DATASET CONTENT »
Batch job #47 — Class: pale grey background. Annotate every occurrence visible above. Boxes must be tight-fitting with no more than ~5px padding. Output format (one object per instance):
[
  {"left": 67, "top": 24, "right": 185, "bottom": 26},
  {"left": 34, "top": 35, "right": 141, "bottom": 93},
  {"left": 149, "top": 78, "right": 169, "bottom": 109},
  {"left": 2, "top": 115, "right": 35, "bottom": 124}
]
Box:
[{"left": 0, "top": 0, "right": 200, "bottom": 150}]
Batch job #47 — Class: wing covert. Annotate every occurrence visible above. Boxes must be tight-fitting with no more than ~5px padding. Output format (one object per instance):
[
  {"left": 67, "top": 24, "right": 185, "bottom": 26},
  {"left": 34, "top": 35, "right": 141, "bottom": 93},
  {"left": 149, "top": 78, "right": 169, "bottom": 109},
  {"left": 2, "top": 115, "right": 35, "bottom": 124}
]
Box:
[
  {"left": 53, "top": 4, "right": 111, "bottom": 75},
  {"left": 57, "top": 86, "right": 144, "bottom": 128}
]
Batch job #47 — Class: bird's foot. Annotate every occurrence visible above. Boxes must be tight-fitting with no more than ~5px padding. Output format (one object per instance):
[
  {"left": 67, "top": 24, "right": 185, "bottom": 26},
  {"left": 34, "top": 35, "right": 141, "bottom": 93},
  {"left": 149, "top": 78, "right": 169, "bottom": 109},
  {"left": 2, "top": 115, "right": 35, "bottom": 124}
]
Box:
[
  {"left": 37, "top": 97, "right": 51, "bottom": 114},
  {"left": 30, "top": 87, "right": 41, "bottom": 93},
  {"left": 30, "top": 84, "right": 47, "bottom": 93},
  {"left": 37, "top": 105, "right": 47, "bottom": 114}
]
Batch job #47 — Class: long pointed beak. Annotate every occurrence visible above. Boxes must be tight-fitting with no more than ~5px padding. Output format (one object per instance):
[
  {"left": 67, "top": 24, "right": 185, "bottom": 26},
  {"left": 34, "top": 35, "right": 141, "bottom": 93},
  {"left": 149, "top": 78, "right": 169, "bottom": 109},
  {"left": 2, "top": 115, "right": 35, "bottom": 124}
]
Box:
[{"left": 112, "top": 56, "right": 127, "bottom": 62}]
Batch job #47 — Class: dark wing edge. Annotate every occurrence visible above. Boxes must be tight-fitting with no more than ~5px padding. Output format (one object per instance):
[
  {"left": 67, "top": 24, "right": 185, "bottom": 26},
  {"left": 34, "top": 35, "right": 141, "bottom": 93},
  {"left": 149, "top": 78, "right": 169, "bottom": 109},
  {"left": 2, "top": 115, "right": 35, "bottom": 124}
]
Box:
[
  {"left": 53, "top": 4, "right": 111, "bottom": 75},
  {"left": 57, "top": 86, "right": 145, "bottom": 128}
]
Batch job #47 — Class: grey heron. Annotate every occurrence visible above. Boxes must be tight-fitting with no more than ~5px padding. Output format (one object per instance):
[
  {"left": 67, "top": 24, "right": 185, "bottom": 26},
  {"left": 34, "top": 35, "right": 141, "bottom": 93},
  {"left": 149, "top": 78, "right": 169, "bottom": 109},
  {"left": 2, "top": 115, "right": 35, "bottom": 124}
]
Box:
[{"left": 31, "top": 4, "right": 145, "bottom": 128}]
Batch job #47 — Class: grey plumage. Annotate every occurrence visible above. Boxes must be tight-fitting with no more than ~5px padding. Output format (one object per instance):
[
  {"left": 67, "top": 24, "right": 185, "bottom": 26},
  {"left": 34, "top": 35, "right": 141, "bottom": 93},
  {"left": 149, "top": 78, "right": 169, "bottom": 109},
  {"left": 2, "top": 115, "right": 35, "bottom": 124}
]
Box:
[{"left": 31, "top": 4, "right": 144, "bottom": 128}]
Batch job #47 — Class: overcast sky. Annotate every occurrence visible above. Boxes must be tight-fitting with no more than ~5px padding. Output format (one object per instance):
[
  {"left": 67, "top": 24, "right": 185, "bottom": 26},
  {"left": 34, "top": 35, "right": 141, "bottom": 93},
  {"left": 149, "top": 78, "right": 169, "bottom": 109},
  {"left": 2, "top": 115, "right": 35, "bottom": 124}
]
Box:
--
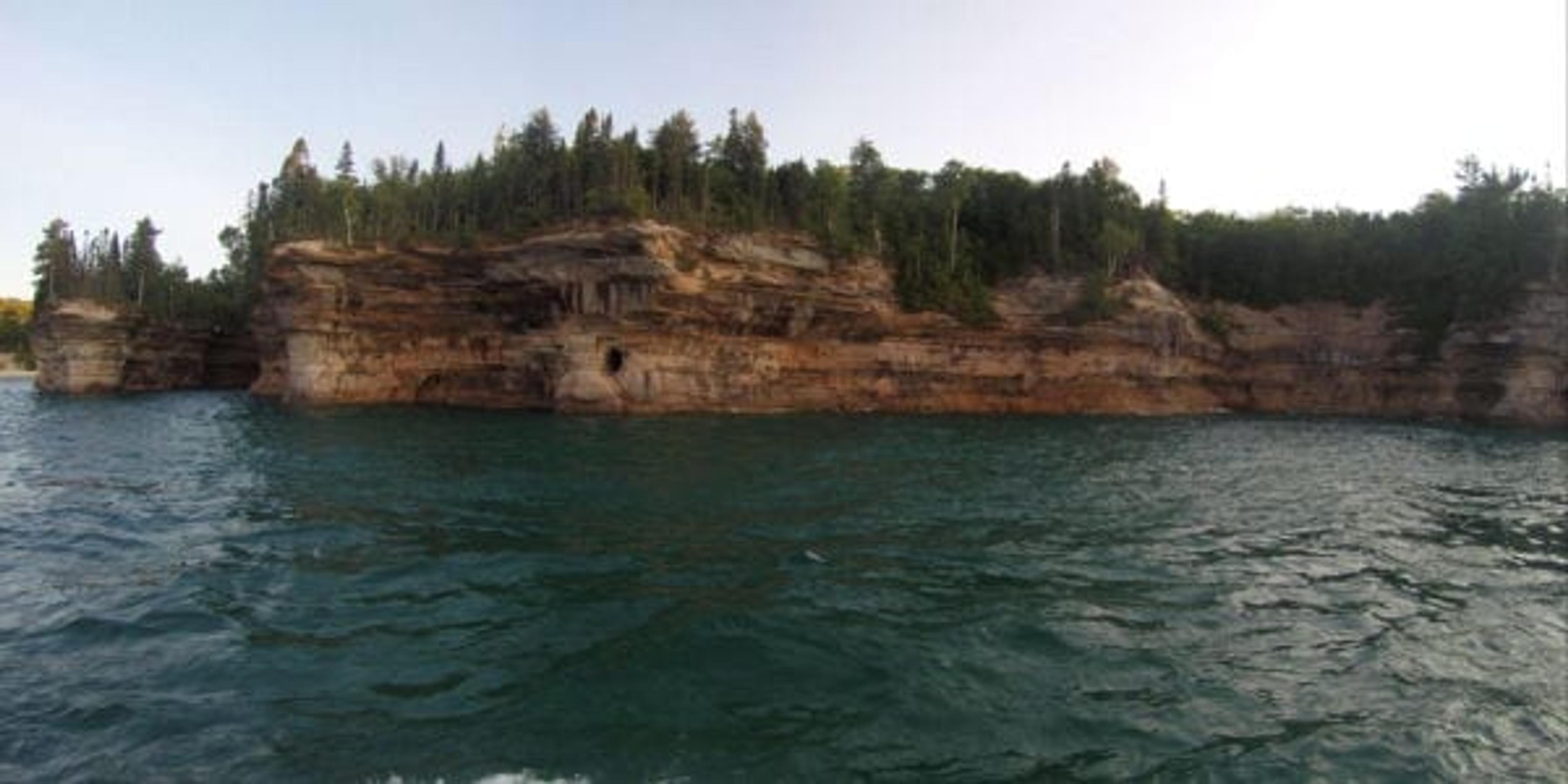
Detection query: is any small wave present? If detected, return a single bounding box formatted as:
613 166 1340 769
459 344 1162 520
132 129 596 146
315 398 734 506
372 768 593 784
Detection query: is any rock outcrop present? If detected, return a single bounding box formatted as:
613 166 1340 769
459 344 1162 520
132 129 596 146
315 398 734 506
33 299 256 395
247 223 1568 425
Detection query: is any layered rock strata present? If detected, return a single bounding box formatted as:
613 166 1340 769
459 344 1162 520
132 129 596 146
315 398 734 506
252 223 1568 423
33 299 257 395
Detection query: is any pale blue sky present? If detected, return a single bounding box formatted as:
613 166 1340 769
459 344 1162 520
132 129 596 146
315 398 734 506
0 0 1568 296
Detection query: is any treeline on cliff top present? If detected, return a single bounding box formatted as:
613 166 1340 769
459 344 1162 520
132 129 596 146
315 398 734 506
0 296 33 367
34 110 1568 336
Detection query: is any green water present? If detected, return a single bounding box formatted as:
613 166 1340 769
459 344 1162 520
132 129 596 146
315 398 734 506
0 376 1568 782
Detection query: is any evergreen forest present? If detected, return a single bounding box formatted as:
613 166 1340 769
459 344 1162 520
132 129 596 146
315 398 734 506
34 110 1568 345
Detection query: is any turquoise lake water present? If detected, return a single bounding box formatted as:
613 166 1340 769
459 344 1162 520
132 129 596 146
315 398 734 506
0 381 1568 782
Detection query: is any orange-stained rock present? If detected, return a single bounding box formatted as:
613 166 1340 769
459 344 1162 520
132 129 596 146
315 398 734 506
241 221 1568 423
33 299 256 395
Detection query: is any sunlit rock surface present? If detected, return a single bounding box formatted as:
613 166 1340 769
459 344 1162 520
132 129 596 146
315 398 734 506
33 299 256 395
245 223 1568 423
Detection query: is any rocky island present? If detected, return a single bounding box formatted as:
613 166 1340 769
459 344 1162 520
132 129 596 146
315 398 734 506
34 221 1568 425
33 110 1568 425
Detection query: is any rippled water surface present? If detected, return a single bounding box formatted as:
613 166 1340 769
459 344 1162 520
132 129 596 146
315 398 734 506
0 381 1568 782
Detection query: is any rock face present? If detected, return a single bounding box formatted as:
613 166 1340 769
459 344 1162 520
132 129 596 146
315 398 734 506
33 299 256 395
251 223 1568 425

WRITTEN EXERCISE »
Write the lines from the one containing "Detection query: is any layered" through the one containing "245 223 1568 423", both included, as a JSON list of strings with one string per line and no blank lines.

THE RESULT »
[
  "Detection query: is any layered rock strata present? If detected, return a single bounding box formatted as:",
  "613 166 1340 769",
  "459 344 1162 520",
  "132 129 596 146",
  "315 398 734 506",
  "252 223 1568 423",
  "33 299 257 395",
  "Detection query: is any pale blue sky present? If detected, return a single bounding box formatted as:",
  "613 166 1340 769",
  "459 344 1162 520",
  "132 129 596 146",
  "315 398 734 506",
  "0 0 1568 296",
  "Detection query: is any treeline on cliff top present? If detected, return a single bounding box formatted as:",
  "613 166 1340 769",
  "459 344 1162 520",
  "132 129 596 146",
  "315 398 734 506",
  "0 296 33 367",
  "34 110 1568 336",
  "Detection query: is any green water present? If detected, return a single bounding box formatted as:",
  "613 166 1340 769",
  "459 344 1162 520",
  "132 129 596 146",
  "315 398 734 506",
  "0 376 1568 782",
  "Detection query: is any evergreen forest present? If detected, return a single bounding box formatted as:",
  "613 166 1340 769",
  "459 344 1162 520",
  "132 129 596 146",
  "315 398 734 506",
  "34 110 1568 345",
  "Detection query: is any turquoise lake water present? If detected, return a single bounding box formatted as:",
  "613 166 1340 769",
  "459 344 1162 520",
  "132 129 596 146",
  "315 398 734 506",
  "0 381 1568 782",
  "Detection query: is any orange-stained rock present? If detected, return a single bounding box formatted as:",
  "613 166 1340 769",
  "459 344 1162 520",
  "132 129 596 146",
  "315 398 734 506",
  "241 221 1568 423",
  "33 299 256 395",
  "Detection query: is any sunlit rock surface present? If detected, return a single bounding box formatted as:",
  "613 166 1340 769",
  "459 344 1162 520",
  "132 129 596 146",
  "315 398 734 506",
  "33 299 256 395",
  "245 223 1568 423"
]